**Exercise goal**.
The line with "of the yellow", the line with "of the dark", and all lines between them in the material below: return these exactly, and no others.

**Information shown**.
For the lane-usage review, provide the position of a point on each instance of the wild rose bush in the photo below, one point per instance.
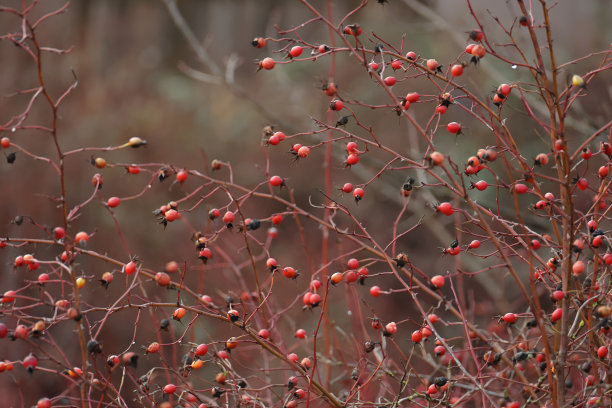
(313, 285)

* * *

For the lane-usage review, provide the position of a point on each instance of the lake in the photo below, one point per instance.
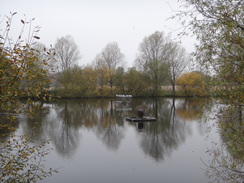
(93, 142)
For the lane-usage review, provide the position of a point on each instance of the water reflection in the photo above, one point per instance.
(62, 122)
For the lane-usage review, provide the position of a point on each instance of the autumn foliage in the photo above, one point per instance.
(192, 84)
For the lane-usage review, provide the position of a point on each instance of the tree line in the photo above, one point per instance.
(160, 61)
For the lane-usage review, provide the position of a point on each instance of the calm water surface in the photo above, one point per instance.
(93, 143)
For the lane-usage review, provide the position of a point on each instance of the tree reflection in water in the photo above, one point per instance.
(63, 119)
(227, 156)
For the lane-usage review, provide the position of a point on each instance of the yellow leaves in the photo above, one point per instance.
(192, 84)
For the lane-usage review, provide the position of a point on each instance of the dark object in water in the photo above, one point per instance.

**Solution**.
For the lane-usage review, provide the position of a point on each instance of the yellow leaves in the photo above, one point per instance.
(192, 84)
For the lane-usage review, provide the position of a point on each instance of the dark object in water in the photo above, one point per instance.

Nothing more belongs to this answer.